━━━━━ Fragmento del documento
Dos cuestiones se plantean al respecto. ¿En qué medida estos objetos logran agradar? Se trata de una cuestión de gusto, según nos agrade o no la ornamentación, según se acepte o no que pueda sobrecargarse el objeto hasta camuflar a veces su destino práctico. Y desde un punto de vista más objetivo, ¿en qué medida deben ser considerados obras de arte, es decir como objetos esencialmente estéticos? Estamos en presencia de esos casos límite con los que no queremos sobrecargar nuestro estudio. Pero al menos podemos asegurar: 1.ºQue en tales objetos la calidad estética no se mida por su utilidad: el más hermoso jarrón no tiene por qué ser el menos poroso, ni el sillón más bello el más confortable; 2.ºQue si el objeto es primeramente estético y solo es útil por añadidura, el uso que eventualmente hagamos de él no debe alejarnos enteramente de la percepción estética, o al menos el objeto debe recordarnos, de alguna manera, que es estético no permitiéndonos confundirlo con un objeto de uso cualquiera.
Vamos a verificarlo, tomando como ejemplo el arte más impresionante: la arquitectura. Es indiscutible que cualquier edificio es útil, se trate de una choza o de un palacio, hórreo o templo. Mas ¿es en razón de su utilidad por lo que deviene objeto estético? Precisemos: como cualquier cosa en la naturaleza, puede ser estetizado; pero entonces al margen de que dependa de nosotros, esta metamorfosis depende prioritariamente de su contexto más que de el mismo: una choza atrae la mirada del artista por la armonía que forma con las flores semisalvajes, con la hondonada de un valle la sombra de una encina; agrada en cuanto elemento de la naturaleza y no por lo que es en sí misma. Pero ¿qué ocurre cuando se trata de un monumento, de una obra consagrada y que reivindica el ser objeto estético? Seguramente que además de ello habrá sido construido con algún fin ceremonial, de habitación o de culto al cual conviene que satisfaga; y esto no carece de importancia; la arquitectura encuentra aquí, junto a las leyes naturales de la gravedad y de los materiales, una de las restricciones sin las cuales no existe arte alguno, pues nada se hace donde todo es posible; las reglas que el poeta se dicta a sí mismo, la arquitectura las recibe de su cliente.
━━━━━━━━━━
## Objetivos:
(A) Según el fragmento sobre estética y arquitectura, ¿de quién recibe la arquitectura las reglas que el poeta se dicta a sí mismo?
(B) ¿Cómo se traduce al inglés esta oración del fragmento sobre estética y arquitectura: «Es indiscutible que cualquier edificio es útil, se trate de una choza o de un palacio, hórreo o templo.»?
(C) Prosigue el fragmento sobre estética y arquitectura a partir de su última oración.
━━━━━ Registros de datos
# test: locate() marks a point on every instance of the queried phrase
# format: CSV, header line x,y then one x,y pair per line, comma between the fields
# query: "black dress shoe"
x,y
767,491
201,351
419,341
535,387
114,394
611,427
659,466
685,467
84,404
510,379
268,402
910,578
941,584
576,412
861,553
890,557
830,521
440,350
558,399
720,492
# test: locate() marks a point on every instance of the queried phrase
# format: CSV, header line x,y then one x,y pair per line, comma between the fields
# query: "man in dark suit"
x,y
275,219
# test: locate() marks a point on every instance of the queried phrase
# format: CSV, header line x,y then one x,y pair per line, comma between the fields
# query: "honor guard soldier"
━━━━━━━━━━
## Respuestas en orden:
(A) De su cliente.

(B) It is indisputable that any building is useful, whether it is a hut or a palace, a granary or a temple.

(C)
Pero la utilidad no basta para suscitar una obra auténtica: de dos iglesias que abriguen igualmente a los fieles y les faciliten el mismo recogimiento, una puede ser estéticamente defectuosa. Es necesario, una vez más, que la obra anuncie a la mirada, sin equívocos, su destino: «que hable claro», como dice Eupalinos; esto es lo que sucede con ciertos edificios, y también con esas carreteras de las que se dice que parecen trepar por la montaría, como si el movimiento al que invitan y que hacen más fácil estuviese en ellas, o con esos diques tan bien hermanados con el estuario del río y que defienden la calma de la bahía: «¡Qué claridad se experimenta ante la fuerza del espíritu! ¡Pero, añade Eupalinos, coloquemos por encima solamente los edificios del arte!»
Y es aquí donde Valéry se distancia de Alain: los objetos naturalmente bellos porque el uso al que se les destina les fuerza a armonizar con la naturaleza, porque lo usual en ellos se hace natural, pueden, como quiere Alain, servir de modelos a las obras de arte: «En el norte de Italia está claro que los palacios imitan a las chozas, con sus pérgolas, sus columnatas y su ansia de sombras». 21Mas no por ello son ya obras de arte: no basta que se limiten a cumplir su función. Es además necesario, como dice Valéry, que «canten». La música aquí anula las palabras: ¿qué dice la pirámide? ¿Expresa lo que encierra en sí misma? ¿Qué dice el Partenón? El templo abriga la divinidad; pero el Dios de Hegel viene tras el templo; y es importante constatar que Eupalinos en el momento de explicitar su canto se oculta, dispuesto a ser relevado más tarde por Sócrates, y que una teoría del hacer viene a sustituir a la descripción del hecho. Esta ruptura nos advierte, quizás, que el objeto estético es aquel que nos remite al artista tal como él se expresa a su través. Pero intentemos antes que nada decir en qué aspecto la obra de arte desborda al mero objeto útil y puede «cantar».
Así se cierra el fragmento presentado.